#### Study material

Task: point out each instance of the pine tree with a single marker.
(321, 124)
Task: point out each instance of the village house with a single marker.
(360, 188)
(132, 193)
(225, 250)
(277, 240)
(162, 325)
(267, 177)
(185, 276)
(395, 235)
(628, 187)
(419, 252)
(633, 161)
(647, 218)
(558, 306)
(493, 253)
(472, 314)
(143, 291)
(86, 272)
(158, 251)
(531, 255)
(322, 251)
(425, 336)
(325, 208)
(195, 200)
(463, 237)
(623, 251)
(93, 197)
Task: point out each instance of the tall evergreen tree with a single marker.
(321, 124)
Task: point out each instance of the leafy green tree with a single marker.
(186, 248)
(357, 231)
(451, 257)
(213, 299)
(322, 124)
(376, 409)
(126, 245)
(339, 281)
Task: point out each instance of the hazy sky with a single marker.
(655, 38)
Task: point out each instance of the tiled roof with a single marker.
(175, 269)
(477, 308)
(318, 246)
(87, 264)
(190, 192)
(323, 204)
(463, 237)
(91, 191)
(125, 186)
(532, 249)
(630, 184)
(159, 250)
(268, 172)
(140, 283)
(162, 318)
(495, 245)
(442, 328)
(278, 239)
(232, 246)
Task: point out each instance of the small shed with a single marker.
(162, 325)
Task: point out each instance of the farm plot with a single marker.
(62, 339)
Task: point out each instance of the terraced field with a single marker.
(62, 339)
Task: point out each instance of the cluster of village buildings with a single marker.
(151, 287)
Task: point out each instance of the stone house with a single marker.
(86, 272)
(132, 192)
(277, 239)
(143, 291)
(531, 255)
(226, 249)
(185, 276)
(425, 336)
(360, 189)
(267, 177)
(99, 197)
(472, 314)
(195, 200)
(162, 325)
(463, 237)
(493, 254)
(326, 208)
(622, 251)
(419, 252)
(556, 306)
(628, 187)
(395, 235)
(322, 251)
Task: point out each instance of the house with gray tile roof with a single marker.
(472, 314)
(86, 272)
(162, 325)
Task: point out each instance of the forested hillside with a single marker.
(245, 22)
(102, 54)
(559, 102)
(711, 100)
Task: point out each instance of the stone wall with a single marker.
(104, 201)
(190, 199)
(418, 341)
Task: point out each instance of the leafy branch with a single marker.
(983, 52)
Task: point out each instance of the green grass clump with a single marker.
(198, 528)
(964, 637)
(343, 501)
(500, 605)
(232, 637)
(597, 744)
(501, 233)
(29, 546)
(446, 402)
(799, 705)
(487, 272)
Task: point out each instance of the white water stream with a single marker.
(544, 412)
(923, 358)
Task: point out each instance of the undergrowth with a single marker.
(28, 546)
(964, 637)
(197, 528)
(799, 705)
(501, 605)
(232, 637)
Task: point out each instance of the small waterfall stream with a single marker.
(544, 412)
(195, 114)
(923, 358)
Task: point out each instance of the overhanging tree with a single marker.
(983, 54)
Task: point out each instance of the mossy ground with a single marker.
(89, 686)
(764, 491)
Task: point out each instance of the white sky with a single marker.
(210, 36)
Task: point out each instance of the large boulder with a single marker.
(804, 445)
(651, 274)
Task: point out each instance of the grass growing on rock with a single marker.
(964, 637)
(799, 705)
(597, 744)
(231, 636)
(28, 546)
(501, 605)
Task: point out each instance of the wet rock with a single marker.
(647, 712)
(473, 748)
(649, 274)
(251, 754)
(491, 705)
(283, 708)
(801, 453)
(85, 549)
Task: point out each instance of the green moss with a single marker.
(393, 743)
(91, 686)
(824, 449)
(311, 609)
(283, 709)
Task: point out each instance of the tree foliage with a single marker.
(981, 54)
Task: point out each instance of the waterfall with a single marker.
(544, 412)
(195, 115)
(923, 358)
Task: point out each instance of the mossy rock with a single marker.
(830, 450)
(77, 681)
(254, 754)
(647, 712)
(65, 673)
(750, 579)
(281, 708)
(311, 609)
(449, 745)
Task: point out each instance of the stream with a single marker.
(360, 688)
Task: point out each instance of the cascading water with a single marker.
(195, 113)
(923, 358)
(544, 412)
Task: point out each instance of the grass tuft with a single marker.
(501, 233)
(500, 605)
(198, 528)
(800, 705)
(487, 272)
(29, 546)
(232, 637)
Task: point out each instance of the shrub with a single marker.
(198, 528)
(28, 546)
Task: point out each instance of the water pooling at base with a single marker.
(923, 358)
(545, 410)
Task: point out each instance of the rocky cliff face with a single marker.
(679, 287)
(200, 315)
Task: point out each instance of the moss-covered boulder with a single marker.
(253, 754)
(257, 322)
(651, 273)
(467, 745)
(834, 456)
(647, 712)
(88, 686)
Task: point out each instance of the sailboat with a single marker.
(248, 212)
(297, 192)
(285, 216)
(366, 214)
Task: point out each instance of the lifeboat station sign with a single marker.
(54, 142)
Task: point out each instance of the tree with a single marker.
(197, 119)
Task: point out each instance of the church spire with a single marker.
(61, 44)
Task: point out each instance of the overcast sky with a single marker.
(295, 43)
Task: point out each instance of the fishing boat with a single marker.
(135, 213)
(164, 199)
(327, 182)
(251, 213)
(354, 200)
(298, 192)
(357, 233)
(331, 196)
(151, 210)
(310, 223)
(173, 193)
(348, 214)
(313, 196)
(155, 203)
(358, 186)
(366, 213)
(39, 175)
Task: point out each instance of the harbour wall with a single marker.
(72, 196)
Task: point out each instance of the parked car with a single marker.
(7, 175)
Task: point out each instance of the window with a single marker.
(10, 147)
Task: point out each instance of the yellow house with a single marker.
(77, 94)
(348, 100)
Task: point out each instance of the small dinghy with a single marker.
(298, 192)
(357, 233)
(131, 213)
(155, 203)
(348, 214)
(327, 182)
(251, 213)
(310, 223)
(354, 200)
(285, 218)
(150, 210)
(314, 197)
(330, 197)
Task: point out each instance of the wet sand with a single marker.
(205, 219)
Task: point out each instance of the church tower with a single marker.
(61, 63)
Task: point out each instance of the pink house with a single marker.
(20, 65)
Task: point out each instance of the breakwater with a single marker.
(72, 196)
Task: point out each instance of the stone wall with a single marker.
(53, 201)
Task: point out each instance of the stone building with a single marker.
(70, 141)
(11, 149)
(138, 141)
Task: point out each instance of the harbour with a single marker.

########

→ **Goal of the exercise**
Write out every line of the data again, exactly as it reads.

→ **Output of the exercise**
Task: point out each instance of the pine tree with a single marker.
(321, 124)
Task: point out each instance of the village house with a single marker.
(360, 188)
(132, 193)
(225, 250)
(277, 240)
(162, 325)
(267, 177)
(185, 276)
(395, 235)
(628, 187)
(419, 252)
(633, 161)
(647, 218)
(558, 306)
(493, 253)
(472, 314)
(143, 291)
(86, 272)
(158, 251)
(531, 255)
(322, 251)
(425, 336)
(325, 208)
(195, 200)
(463, 237)
(623, 251)
(93, 197)
Task: point out each instance of the tall evergreen tree with a single marker.
(321, 124)
Task: point out each instance of the leafy green tree with a single marker.
(186, 248)
(357, 231)
(451, 257)
(213, 299)
(322, 124)
(376, 409)
(126, 245)
(339, 281)
Task: point out each instance of the hazy sky with a single marker.
(655, 38)
Task: point out each instance of the tiled roof with a single marker.
(175, 269)
(477, 308)
(318, 246)
(87, 264)
(190, 192)
(323, 204)
(463, 237)
(91, 191)
(125, 186)
(532, 249)
(630, 184)
(159, 250)
(268, 172)
(140, 283)
(162, 318)
(495, 245)
(442, 328)
(278, 239)
(232, 246)
Task: point out each instance of the small shed with a single marker.
(162, 325)
Task: point out each instance of the farm plot with a single marker.
(62, 339)
Task: point out each instance of the terraced field with a single marker.
(62, 339)
Task: point out each instance of the cluster of village buildings with a single marker.
(151, 287)
Task: point out each instance of the stone house with a single marker.
(86, 272)
(132, 192)
(277, 239)
(143, 291)
(531, 255)
(226, 249)
(185, 276)
(425, 336)
(360, 189)
(267, 177)
(99, 197)
(472, 314)
(195, 200)
(162, 325)
(463, 237)
(493, 254)
(326, 208)
(622, 251)
(419, 252)
(556, 306)
(628, 187)
(395, 235)
(322, 251)
Task: point out each instance of the house with gray tile roof with a single marker.
(472, 314)
(86, 272)
(162, 325)
Task: point out each instance of the forested hillside with a single marker.
(245, 22)
(102, 54)
(559, 102)
(711, 100)
Task: point out each instance of the stone wall with a single marker.
(104, 201)
(190, 199)
(418, 341)
Task: point out each instance of the leafy branch with a single marker.
(983, 52)
Task: point out each instance of the green grass clump with a single marker.
(198, 528)
(964, 637)
(343, 501)
(500, 605)
(232, 637)
(597, 744)
(501, 233)
(29, 546)
(446, 402)
(799, 705)
(487, 272)
Task: point out each instance of the white water stream with a single marker.
(544, 412)
(923, 358)
Task: point out each instance of the undergrowth with a single marker.
(28, 546)
(964, 637)
(197, 528)
(799, 705)
(501, 605)
(232, 637)
Task: point out each instance of the small waterfall stream with a single marker.
(544, 412)
(195, 114)
(923, 358)
Task: point out each instance of the overhanging tree with a single marker.
(983, 54)
Task: point out each instance of the mossy ground with a single marker.
(89, 686)
(764, 491)
Task: point out each instance of the white sky with a single marker.
(210, 36)
Task: point out each instance of the large boulder with a single marker.
(804, 445)
(651, 274)
Task: point out each instance of the grass growing on rock with a single marker.
(964, 637)
(799, 705)
(597, 744)
(231, 636)
(28, 546)
(501, 605)
Task: point out each instance of the wet rock with a single marker.
(647, 712)
(473, 748)
(649, 274)
(251, 754)
(491, 705)
(283, 708)
(801, 453)
(85, 549)
Task: point out each instance of the green moss with a single marker.
(393, 743)
(91, 686)
(824, 449)
(311, 609)
(283, 709)
Task: point out each instance of the tree foliage with a single marker.
(981, 54)
Task: point out each instance of the waterfall with a single marker.
(544, 412)
(195, 115)
(923, 358)
Task: point out each instance of the mossy rock with a single marker.
(830, 450)
(77, 681)
(254, 754)
(647, 712)
(65, 673)
(750, 579)
(281, 708)
(311, 609)
(449, 745)
Task: point out each instance of the stream with a single marker.
(360, 688)
Task: point out each instance of the cascading water with a single marker.
(195, 113)
(923, 358)
(544, 412)
Task: point out each instance of the grass tuft with a single marker.
(501, 233)
(500, 605)
(198, 528)
(800, 705)
(487, 272)
(29, 546)
(232, 637)
Task: point out each instance of the shrub with a single marker.
(198, 528)
(28, 546)
Task: point out each instance of the water pooling at base with a single marker.
(923, 358)
(545, 410)
Task: point out each instance of the rocky cliff face with a single marker.
(679, 287)
(200, 315)
Task: point out each instance of the moss-covered boulder with a single marker.
(253, 754)
(257, 322)
(651, 273)
(467, 745)
(834, 456)
(647, 712)
(88, 686)
Task: point out each instance of the sailboat with a single marker.
(248, 212)
(297, 192)
(285, 216)
(366, 214)
Task: point out each instance of the lifeboat station sign with a single marker.
(54, 142)
Task: point out each instance of the tree with a single marker.
(197, 119)
Task: point out each instance of the church spire with a single marker.
(61, 44)
Task: point out each instance of the overcast sky with a single marker.
(295, 43)
Task: point out each instance of the fishing boat with a single marker.
(135, 213)
(164, 199)
(327, 182)
(251, 213)
(354, 200)
(298, 192)
(357, 233)
(331, 196)
(151, 210)
(310, 223)
(173, 193)
(348, 214)
(313, 196)
(155, 203)
(358, 186)
(366, 213)
(39, 175)
Task: point out each instance of the harbour wall with a single marker.
(72, 196)
Task: point out each instance of the parked car with a single marker.
(7, 175)
Task: point out each instance of the window with a single marker.
(10, 147)
Task: point out each instance of the yellow house with a single marker.
(77, 94)
(348, 100)
Task: point out each instance of the small dinghy with a single marker.
(298, 192)
(357, 233)
(131, 213)
(155, 203)
(348, 214)
(327, 182)
(251, 213)
(310, 223)
(354, 200)
(285, 218)
(150, 210)
(314, 197)
(330, 197)
Task: point out each instance of the wet sand with a single marker.
(205, 219)
Task: point out each instance of the church tower with a single marker.
(61, 63)
Task: point out each instance of the pink house with a single marker.
(20, 65)
Task: point out each instance of the breakwater with a single marker.
(72, 196)
Task: point out each instance of the stone wall with a single marker.
(53, 201)
Task: point out each instance of the stone building with a single marker.
(70, 141)
(11, 149)
(138, 141)
Task: point out each instance of the harbour with a single marker.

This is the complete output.